**REQUIRED ACTION**
For the listing below, print exactly the lines from the line with "label=gray trousers" to the line with "label=rotor hub", both included, and nothing beyond them.

**RECORD SET**
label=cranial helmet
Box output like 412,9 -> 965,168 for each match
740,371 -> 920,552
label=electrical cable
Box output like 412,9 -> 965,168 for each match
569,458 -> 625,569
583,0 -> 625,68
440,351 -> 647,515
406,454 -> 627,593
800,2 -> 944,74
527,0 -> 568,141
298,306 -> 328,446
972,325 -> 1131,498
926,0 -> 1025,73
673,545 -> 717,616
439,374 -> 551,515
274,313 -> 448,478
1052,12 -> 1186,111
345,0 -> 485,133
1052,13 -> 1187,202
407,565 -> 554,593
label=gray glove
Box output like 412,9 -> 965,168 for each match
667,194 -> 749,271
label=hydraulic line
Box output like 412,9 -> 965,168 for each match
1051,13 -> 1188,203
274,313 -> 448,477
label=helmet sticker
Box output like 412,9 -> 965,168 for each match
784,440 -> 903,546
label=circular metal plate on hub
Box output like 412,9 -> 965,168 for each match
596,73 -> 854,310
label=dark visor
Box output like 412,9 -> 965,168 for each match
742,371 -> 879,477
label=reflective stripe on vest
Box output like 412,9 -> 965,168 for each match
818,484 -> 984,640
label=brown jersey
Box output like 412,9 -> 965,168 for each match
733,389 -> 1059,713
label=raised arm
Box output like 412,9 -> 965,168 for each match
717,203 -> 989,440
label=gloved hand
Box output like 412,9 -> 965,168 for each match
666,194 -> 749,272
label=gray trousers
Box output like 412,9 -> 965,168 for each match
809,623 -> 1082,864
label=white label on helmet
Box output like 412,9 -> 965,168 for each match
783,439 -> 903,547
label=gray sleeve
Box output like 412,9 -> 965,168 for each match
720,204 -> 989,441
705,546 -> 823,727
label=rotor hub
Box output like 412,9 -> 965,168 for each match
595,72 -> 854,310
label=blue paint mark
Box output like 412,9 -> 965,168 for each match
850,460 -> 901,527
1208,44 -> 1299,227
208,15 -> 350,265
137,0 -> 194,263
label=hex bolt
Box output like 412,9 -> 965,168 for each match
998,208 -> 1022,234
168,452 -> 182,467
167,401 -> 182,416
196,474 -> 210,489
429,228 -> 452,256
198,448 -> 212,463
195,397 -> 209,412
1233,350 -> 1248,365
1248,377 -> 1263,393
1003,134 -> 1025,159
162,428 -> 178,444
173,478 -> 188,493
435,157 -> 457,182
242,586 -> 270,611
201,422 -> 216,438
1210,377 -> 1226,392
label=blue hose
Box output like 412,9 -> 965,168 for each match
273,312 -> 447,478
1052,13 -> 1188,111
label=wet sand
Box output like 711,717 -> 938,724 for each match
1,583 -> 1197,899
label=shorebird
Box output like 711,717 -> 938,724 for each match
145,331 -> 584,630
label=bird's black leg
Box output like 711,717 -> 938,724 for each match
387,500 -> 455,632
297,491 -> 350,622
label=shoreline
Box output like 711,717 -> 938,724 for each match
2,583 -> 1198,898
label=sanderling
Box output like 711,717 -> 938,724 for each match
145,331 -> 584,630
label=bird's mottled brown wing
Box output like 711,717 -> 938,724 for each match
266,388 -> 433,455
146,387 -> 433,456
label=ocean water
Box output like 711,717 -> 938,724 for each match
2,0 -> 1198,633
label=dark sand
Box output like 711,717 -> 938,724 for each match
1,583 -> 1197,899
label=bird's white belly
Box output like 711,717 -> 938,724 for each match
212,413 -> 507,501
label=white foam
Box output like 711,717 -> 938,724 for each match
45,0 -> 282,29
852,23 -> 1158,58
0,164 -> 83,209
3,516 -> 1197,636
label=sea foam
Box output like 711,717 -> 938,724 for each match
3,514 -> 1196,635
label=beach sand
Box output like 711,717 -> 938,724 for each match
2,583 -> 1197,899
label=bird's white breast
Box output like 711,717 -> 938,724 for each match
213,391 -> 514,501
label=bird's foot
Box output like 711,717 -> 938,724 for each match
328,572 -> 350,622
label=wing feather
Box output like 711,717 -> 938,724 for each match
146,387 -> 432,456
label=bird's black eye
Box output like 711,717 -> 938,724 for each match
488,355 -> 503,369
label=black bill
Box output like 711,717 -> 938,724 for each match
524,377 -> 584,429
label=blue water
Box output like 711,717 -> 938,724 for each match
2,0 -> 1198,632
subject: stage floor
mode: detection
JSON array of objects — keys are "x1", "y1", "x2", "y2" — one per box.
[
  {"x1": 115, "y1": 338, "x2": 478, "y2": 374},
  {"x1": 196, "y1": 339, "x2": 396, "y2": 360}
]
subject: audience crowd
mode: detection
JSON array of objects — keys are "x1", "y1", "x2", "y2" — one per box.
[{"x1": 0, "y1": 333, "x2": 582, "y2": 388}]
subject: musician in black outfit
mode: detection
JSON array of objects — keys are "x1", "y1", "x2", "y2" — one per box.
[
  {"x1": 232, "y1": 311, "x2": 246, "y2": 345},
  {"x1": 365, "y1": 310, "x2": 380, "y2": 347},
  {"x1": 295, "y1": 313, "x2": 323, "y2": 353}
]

**RESULT OF THIS TASK**
label=gray trousers
Box output like 412,9 -> 965,168 for each match
809,623 -> 1082,864
label=white label on helmet
Box output like 412,9 -> 965,168 for each match
783,439 -> 903,547
label=gray sleeve
Box output like 412,9 -> 965,168 for each match
720,204 -> 989,441
705,546 -> 823,727
label=rotor hub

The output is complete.